[Point labeling dataset excerpts]

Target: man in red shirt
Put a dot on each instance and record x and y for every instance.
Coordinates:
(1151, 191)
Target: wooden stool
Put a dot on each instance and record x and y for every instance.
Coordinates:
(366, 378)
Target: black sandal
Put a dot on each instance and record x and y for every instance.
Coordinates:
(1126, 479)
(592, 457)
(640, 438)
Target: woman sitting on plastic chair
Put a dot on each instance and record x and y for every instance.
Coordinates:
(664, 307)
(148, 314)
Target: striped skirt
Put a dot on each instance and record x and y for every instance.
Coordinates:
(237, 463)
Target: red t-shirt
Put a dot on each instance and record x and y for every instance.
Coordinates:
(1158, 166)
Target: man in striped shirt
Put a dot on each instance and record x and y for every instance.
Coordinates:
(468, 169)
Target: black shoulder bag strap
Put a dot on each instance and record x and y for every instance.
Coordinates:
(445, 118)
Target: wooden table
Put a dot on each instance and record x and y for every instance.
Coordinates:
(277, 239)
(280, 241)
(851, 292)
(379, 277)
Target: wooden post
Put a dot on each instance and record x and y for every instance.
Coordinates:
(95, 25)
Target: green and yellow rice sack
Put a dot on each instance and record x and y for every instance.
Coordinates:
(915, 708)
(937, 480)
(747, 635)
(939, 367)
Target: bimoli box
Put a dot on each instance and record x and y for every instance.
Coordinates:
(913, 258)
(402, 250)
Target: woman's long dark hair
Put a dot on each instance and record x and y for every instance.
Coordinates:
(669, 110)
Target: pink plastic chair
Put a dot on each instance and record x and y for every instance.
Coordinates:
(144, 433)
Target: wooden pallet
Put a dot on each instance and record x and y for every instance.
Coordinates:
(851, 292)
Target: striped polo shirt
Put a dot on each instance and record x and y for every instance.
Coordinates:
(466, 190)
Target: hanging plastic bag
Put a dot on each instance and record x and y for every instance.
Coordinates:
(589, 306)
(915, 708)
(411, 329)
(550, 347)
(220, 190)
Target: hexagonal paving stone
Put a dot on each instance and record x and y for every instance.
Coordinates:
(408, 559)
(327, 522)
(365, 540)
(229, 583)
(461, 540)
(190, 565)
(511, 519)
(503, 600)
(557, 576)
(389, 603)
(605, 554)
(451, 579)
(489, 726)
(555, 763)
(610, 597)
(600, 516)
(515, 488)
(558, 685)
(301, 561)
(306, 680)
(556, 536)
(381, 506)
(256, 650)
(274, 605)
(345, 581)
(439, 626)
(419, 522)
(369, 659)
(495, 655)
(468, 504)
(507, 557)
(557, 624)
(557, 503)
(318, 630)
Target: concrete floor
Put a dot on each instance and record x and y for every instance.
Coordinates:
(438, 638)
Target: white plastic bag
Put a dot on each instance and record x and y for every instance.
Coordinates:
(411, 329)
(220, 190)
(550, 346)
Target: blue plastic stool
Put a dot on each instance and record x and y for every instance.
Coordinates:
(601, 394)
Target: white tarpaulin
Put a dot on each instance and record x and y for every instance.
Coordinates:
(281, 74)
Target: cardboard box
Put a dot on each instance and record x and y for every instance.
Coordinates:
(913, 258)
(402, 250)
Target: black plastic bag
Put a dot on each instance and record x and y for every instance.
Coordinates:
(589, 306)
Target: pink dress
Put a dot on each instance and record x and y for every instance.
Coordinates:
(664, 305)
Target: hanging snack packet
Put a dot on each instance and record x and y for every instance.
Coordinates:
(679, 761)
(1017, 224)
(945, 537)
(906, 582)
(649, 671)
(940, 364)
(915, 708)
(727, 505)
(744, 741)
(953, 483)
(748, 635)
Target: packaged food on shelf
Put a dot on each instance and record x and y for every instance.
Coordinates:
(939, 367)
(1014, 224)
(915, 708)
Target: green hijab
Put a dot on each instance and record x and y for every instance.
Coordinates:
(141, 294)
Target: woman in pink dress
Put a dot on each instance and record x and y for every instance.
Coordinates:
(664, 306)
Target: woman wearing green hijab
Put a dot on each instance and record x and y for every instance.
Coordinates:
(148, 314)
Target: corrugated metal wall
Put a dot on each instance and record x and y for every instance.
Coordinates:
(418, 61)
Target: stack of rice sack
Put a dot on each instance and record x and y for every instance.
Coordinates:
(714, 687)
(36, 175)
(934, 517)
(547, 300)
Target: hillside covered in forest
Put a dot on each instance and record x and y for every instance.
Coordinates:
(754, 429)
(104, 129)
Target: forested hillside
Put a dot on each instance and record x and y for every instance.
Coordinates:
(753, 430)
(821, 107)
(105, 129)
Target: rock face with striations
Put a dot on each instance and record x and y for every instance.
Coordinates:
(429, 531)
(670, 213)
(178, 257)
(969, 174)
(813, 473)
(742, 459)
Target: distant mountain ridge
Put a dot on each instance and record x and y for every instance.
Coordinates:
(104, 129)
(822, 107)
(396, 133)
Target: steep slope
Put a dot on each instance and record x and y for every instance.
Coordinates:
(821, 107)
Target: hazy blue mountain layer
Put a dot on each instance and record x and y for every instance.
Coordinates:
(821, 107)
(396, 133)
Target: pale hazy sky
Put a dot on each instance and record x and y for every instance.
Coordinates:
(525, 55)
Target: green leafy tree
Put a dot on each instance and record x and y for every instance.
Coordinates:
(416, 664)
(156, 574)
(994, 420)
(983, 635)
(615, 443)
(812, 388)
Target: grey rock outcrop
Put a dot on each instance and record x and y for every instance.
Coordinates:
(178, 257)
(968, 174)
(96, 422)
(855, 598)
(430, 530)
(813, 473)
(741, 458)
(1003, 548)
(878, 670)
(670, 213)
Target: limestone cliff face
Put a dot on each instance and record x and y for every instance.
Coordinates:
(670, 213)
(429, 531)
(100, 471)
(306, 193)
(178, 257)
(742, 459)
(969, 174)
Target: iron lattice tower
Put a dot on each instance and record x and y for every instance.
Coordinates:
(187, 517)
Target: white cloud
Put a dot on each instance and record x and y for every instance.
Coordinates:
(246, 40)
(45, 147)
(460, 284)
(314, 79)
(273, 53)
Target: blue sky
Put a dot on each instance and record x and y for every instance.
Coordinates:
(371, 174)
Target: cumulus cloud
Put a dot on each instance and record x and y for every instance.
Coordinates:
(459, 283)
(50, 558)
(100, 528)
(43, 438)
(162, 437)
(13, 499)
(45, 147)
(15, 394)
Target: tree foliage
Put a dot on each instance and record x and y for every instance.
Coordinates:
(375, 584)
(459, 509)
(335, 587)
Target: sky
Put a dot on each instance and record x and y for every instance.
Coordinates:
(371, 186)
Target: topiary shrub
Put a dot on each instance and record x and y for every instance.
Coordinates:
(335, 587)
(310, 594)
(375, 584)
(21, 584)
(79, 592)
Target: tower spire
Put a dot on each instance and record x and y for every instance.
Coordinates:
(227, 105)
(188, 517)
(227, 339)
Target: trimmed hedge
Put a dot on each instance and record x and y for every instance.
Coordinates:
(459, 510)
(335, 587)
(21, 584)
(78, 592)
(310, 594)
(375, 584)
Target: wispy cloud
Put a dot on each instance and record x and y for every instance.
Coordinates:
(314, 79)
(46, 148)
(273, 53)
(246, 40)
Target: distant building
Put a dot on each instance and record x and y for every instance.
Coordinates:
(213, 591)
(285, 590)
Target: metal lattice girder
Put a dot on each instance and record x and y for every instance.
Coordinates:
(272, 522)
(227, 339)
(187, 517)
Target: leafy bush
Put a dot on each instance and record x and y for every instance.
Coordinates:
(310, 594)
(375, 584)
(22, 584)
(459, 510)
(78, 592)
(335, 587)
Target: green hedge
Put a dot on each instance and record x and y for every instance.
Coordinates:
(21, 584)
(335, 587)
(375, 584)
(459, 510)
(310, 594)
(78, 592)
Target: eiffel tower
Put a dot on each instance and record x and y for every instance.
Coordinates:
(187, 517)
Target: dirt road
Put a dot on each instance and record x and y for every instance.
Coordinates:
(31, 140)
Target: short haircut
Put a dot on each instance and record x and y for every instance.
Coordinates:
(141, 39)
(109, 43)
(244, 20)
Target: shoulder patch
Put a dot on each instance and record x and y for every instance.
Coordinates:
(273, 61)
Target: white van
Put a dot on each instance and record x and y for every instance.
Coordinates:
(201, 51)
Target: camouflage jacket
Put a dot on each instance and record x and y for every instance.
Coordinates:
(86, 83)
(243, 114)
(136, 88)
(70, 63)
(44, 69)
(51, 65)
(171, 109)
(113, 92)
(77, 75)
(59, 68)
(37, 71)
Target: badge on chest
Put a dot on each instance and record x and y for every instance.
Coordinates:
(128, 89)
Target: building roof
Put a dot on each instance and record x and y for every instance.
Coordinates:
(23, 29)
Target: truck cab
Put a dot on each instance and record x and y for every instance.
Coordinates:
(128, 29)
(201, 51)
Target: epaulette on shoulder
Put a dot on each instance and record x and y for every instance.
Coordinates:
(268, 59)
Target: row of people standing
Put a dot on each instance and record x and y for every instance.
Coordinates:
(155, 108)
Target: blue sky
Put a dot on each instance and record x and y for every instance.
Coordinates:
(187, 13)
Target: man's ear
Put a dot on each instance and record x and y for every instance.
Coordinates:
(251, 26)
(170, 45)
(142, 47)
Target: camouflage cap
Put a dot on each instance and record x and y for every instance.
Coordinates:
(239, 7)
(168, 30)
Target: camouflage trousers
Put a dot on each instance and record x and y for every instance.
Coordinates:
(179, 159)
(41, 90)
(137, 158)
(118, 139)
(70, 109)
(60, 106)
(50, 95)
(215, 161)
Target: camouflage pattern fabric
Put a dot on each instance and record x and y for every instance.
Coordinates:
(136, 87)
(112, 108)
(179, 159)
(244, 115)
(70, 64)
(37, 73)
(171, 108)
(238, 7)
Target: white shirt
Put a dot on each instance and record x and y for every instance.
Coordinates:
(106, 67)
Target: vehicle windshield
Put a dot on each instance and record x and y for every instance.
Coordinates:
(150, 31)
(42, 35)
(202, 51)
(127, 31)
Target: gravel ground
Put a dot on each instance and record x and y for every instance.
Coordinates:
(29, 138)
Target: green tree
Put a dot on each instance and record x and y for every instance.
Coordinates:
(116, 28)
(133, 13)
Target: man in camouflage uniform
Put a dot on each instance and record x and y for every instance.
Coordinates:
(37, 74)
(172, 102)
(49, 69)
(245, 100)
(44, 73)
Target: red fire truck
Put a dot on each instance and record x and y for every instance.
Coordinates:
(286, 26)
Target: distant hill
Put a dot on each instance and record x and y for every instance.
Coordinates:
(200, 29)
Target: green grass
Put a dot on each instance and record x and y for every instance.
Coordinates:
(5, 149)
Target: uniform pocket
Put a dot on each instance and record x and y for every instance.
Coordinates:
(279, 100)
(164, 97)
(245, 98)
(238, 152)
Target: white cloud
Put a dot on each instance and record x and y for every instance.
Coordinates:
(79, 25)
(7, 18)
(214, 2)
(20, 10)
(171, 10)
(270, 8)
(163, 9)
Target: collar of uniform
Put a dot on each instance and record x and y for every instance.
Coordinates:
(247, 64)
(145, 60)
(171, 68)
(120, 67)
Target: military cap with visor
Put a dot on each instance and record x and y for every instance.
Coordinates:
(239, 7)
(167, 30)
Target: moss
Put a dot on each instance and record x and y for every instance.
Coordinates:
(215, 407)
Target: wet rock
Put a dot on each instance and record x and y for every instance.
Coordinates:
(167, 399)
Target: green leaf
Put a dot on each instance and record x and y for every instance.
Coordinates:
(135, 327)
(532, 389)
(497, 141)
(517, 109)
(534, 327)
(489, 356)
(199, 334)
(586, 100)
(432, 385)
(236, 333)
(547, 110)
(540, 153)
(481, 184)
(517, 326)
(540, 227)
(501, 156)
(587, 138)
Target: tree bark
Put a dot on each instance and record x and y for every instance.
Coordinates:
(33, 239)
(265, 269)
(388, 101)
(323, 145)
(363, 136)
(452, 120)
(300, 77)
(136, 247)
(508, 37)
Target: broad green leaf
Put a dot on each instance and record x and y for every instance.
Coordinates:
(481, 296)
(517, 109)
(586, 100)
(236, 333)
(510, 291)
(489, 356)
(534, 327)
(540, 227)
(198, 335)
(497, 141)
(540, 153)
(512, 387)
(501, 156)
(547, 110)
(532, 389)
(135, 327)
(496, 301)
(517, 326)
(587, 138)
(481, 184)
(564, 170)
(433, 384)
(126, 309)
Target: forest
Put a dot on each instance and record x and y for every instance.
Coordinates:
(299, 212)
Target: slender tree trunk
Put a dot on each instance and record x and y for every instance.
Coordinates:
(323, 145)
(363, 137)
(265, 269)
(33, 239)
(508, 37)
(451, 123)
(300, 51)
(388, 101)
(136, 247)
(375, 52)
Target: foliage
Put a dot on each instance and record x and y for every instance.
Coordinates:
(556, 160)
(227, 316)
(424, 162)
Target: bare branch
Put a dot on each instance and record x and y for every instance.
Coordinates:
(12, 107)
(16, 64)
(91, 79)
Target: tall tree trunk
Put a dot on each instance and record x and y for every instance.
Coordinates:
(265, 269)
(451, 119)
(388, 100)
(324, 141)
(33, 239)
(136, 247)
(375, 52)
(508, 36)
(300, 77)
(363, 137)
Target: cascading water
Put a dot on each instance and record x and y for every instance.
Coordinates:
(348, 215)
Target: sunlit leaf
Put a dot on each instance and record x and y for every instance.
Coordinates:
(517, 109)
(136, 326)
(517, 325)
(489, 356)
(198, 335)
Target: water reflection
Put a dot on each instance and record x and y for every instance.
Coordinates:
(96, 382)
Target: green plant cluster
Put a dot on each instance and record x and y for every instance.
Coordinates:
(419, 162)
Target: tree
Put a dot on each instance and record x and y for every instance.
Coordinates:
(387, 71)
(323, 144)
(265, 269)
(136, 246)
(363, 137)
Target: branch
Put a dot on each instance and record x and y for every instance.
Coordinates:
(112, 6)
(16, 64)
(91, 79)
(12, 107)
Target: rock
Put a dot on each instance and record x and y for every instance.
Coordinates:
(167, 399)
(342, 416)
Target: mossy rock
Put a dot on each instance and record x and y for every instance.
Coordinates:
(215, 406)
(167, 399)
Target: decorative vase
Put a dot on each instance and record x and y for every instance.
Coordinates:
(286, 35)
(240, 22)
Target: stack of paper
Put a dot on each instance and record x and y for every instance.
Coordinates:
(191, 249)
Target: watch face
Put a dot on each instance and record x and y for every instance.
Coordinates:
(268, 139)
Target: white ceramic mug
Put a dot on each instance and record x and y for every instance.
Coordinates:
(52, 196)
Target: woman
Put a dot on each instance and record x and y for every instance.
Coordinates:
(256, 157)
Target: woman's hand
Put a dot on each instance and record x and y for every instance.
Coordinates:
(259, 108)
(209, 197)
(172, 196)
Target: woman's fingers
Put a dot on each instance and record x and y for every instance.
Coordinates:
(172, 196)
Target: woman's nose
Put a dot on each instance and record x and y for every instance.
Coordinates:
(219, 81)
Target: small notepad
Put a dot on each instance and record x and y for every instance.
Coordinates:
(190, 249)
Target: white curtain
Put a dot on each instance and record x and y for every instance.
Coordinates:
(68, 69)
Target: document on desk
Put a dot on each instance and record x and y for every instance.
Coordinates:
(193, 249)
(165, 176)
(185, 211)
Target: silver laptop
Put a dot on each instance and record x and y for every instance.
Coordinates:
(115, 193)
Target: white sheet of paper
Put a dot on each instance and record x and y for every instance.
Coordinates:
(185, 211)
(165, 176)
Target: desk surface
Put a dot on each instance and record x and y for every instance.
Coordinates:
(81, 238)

◆ Problem to work on: Nothing but the lines from the one with "Target: watch face" through the last line should be repeated, each exactly as it stands.

◆ Expected answer:
Target: watch face
Put a dot on each instance and record x and y for every instance.
Coordinates:
(268, 139)
Target: white ceramic mug
Put a dot on each instance and record x and y for every instance.
Coordinates:
(52, 196)
Target: woman
Put a dot on each instance and record x and y for every instance.
Coordinates:
(256, 157)
Target: woman's hand
Put a dot on each instance and record x and y for every instance.
Coordinates:
(259, 108)
(209, 197)
(172, 196)
Target: woman's fingers
Put a dot on each instance and record x and y for every instance.
Coordinates:
(172, 196)
Target: woman's nose
Put a dot on each instance and record x and y for every instance.
Coordinates:
(219, 81)
Target: small notepad
Put a dot on each instance and record x and y for every instance.
Coordinates:
(190, 249)
Target: white curtain
Put a dot on each instance and record x and y for every instance.
Coordinates:
(68, 69)
Target: document on desk
Put a dot on each instance and record x and y for every instance.
Coordinates:
(193, 249)
(165, 176)
(185, 211)
Target: silver laptop
Put a dot on each instance and record x and y for every instance.
Coordinates:
(115, 193)
Target: white sheet of paper
Put a dot on each instance and record x and y for every instance.
Coordinates:
(185, 211)
(165, 176)
Target: desk surface
Put a dot on each instance and record x and y for every instance.
Coordinates:
(81, 238)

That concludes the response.